_TASK GOAL_.
Copy verbatim the part of the rows below that opens with the line containing "river and give integer pixel coordinates." and closes with the line containing "(367, 1212)", including both of those lines.
-- BEGIN GIVEN RECORDS --
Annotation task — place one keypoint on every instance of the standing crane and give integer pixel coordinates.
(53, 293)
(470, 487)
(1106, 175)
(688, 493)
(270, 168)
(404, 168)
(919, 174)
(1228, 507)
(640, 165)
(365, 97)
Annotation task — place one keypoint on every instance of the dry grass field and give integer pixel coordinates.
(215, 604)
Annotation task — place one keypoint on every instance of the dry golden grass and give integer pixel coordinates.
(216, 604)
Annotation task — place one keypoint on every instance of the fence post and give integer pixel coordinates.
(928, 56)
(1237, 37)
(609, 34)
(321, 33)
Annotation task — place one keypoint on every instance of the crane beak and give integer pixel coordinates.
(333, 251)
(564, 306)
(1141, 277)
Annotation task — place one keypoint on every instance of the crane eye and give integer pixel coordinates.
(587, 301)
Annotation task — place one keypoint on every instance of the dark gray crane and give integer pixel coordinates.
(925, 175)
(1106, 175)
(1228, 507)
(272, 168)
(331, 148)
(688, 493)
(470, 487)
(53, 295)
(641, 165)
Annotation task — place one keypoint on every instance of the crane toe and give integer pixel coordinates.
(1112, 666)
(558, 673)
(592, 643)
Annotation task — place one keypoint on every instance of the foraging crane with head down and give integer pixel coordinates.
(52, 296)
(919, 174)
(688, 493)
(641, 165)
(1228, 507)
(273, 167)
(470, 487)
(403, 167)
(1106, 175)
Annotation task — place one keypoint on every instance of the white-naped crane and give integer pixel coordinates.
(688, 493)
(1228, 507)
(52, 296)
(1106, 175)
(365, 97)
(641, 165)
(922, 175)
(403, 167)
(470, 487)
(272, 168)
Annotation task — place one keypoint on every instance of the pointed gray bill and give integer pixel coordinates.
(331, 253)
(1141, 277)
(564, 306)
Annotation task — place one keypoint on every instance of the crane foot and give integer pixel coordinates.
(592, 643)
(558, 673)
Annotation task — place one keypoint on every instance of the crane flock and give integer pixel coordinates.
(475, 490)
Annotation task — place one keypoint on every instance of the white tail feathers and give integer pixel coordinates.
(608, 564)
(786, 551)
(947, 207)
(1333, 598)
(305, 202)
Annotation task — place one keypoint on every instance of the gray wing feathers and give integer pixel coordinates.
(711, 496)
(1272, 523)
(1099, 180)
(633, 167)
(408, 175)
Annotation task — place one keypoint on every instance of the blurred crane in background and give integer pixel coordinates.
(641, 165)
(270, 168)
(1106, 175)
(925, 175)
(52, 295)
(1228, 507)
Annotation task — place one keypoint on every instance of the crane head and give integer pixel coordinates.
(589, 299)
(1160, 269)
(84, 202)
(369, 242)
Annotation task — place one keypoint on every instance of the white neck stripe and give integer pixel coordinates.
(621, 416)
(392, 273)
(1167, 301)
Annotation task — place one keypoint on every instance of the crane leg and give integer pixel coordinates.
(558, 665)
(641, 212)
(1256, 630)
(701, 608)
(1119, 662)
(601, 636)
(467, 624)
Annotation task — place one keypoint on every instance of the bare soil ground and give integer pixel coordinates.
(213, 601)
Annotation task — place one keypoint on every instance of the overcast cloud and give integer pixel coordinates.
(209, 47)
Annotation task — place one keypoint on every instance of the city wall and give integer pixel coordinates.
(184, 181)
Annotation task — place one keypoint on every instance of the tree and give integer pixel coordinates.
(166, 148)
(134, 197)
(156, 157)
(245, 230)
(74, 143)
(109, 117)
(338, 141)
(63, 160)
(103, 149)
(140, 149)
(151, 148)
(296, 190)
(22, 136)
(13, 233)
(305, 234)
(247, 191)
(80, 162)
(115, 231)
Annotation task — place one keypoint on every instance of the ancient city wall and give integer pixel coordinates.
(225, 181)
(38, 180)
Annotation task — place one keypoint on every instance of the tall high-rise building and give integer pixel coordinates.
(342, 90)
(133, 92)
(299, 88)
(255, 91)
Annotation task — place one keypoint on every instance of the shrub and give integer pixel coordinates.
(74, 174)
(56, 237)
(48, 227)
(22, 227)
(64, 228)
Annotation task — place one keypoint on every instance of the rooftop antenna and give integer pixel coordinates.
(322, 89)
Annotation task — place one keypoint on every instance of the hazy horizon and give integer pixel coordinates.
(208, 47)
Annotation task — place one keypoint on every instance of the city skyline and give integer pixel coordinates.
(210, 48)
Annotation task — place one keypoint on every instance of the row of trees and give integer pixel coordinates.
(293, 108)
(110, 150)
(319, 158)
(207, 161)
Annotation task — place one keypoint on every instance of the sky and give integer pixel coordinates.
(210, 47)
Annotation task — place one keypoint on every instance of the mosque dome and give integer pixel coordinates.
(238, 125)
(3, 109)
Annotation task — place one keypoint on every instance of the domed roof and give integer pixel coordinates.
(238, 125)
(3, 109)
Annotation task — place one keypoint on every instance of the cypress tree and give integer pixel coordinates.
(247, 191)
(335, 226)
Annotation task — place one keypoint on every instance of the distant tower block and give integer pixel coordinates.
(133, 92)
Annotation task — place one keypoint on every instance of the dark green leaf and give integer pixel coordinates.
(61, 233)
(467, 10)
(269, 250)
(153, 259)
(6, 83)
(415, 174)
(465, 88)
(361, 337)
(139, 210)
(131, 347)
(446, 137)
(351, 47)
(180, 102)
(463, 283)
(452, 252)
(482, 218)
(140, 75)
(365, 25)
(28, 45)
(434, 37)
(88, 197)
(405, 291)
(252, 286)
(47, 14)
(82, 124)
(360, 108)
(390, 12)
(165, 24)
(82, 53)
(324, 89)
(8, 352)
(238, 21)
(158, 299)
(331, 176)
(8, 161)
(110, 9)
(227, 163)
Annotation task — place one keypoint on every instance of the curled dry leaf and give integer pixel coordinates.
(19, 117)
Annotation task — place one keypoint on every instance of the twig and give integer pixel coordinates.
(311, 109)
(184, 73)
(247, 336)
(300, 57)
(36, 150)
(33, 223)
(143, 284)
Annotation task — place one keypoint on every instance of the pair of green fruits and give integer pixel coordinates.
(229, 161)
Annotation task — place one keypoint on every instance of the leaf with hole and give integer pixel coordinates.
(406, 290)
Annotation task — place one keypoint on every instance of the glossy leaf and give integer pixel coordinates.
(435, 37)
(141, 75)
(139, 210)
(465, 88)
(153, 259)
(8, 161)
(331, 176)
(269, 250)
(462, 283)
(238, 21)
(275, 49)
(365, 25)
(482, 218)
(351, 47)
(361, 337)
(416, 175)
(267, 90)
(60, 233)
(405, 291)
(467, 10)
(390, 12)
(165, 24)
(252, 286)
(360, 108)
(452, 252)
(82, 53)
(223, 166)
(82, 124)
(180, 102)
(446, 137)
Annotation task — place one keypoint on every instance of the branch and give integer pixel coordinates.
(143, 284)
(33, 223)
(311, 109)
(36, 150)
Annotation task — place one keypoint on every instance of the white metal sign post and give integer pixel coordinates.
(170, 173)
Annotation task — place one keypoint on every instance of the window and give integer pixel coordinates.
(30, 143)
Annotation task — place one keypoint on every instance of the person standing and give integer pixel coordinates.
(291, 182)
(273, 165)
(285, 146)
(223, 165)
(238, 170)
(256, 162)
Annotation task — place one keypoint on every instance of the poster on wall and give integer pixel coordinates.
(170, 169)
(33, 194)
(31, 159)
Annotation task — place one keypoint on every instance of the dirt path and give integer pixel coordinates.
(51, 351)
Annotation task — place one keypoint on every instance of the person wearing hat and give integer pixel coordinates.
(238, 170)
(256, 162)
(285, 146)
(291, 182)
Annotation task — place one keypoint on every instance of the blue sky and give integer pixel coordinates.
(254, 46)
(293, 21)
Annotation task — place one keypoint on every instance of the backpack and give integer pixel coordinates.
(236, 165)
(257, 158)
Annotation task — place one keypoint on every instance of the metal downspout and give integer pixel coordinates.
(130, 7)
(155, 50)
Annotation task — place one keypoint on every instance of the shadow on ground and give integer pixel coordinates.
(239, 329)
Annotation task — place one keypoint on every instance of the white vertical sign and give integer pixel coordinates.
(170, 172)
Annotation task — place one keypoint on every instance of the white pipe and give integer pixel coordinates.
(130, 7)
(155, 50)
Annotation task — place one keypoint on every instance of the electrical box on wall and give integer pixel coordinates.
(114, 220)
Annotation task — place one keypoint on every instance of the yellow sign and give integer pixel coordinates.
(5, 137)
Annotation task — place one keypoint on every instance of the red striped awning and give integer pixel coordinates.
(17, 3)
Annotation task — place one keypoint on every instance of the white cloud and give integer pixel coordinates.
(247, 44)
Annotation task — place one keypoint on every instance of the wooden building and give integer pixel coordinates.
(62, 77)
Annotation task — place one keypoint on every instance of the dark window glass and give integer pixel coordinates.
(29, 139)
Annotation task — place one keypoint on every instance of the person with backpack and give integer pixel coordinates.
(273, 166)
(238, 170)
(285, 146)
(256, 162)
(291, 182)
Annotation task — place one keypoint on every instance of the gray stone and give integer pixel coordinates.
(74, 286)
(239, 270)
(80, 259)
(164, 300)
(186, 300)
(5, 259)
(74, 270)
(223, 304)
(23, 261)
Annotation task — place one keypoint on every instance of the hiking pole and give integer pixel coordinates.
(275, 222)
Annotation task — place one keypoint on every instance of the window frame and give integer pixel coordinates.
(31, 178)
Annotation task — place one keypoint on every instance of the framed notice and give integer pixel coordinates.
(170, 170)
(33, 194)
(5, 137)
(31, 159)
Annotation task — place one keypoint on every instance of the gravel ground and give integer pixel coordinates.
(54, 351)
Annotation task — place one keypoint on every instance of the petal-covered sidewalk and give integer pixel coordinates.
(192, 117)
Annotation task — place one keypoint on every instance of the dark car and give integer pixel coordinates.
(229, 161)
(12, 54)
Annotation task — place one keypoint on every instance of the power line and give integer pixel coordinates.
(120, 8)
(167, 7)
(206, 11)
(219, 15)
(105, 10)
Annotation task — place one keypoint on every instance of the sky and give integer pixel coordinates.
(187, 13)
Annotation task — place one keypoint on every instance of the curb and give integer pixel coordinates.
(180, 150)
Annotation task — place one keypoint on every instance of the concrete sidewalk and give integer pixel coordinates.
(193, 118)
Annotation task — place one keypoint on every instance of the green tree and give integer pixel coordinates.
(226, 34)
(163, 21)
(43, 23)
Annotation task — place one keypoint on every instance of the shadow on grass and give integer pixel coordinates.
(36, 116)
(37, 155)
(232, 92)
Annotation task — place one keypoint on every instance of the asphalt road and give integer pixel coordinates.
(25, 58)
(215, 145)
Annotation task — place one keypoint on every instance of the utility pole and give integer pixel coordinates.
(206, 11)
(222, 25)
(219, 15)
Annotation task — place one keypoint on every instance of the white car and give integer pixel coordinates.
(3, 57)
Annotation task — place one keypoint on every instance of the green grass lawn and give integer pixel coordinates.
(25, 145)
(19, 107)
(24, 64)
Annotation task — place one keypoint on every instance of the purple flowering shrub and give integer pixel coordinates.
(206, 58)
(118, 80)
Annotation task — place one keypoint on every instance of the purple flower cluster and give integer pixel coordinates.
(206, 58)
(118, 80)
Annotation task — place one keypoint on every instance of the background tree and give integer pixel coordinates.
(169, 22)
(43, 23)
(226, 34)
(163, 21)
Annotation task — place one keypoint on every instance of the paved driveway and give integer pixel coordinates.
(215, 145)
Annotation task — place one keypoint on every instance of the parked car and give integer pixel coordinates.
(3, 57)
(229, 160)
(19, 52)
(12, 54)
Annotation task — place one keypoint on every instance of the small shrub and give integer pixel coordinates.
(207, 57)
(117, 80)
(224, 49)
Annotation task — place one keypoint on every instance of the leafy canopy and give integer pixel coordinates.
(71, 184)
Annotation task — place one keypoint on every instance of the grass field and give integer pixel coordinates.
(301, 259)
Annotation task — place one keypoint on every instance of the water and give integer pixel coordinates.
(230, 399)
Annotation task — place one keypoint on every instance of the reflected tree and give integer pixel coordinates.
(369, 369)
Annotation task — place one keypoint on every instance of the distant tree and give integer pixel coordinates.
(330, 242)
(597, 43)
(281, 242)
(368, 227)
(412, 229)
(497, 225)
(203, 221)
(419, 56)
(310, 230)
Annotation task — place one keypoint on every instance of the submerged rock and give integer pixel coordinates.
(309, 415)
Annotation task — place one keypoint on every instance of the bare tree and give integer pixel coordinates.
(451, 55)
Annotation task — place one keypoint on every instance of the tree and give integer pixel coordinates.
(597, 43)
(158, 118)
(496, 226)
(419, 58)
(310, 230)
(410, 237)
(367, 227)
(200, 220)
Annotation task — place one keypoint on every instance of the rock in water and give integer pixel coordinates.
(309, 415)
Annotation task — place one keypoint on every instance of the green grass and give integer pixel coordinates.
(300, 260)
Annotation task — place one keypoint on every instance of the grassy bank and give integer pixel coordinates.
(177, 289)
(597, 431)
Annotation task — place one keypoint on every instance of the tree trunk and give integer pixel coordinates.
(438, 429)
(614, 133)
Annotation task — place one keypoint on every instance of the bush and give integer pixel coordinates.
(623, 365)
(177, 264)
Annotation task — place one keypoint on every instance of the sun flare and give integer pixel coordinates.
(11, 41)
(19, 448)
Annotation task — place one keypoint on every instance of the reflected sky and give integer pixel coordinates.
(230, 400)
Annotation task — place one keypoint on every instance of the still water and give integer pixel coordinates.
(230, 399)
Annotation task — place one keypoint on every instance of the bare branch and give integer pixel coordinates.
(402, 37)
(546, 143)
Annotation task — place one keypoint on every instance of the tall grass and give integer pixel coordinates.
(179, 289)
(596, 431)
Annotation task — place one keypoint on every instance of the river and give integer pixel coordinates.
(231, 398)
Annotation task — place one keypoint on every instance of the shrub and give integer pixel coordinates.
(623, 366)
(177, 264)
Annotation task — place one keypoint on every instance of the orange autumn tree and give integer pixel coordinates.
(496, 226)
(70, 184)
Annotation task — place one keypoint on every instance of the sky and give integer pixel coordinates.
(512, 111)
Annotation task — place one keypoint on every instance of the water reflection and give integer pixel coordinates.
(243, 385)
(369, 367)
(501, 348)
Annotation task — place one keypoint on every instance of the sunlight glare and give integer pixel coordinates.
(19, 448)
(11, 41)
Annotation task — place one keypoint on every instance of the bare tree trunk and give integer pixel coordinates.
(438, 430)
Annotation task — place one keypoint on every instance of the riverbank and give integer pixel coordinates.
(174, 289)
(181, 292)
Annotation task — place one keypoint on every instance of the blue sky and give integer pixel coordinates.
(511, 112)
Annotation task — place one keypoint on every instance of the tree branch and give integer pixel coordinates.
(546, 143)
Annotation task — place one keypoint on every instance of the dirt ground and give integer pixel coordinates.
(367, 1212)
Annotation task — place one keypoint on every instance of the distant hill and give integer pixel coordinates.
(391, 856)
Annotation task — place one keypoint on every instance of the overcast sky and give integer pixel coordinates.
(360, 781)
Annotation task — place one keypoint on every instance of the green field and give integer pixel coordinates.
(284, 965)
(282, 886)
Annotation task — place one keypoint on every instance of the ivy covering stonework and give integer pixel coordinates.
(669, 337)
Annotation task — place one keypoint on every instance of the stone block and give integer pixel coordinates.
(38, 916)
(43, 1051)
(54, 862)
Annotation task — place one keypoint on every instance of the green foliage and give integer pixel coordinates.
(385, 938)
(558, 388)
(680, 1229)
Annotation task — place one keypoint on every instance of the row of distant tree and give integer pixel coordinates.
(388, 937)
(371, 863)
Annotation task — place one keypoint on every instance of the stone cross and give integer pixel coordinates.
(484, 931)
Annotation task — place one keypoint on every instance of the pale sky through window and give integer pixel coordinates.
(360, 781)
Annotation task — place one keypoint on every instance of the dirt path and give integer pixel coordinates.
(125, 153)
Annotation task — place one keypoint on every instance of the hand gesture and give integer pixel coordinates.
-- END GIVEN RECORDS --
_THE REPLY_.
Annotation task — place one keypoint on every instance of the river and give integer pixel coordinates.
(231, 398)
Annotation task — place one keypoint on every instance of the shrub and give integer pixel coordinates.
(623, 366)
(177, 264)
Annotation task — place one keypoint on every instance of the orange autumn tree and give integer pixel coordinates.
(496, 226)
(70, 184)
Annotation task — place one keypoint on every instance of the sky and give integer pixel coordinates.
(512, 111)
Annotation task — place one keypoint on every instance of the water reflection and give integer pixel coordinates.
(243, 385)
(369, 367)
(501, 348)
Annotation task — place one keypoint on every instance of the sunlight glare and give integer pixel coordinates.
(19, 448)
(11, 41)
Annotation task — place one keypoint on every instance of the bare tree trunk and give integer pixel coordinates.
(438, 430)
Annotation task — place one keypoint on every instance of the riverbank and give integer pixel coordinates.
(174, 289)
(181, 292)
Annotation task — place one keypoint on every instance of the blue sky and give integer pixel coordinates.
(511, 112)
Annotation task — place one keypoint on every instance of the tree branch and give integer pixel coordinates.
(546, 143)
Annotation task — place one keypoint on every instance of the dirt ground and give integer pixel coordinates.
(367, 1212)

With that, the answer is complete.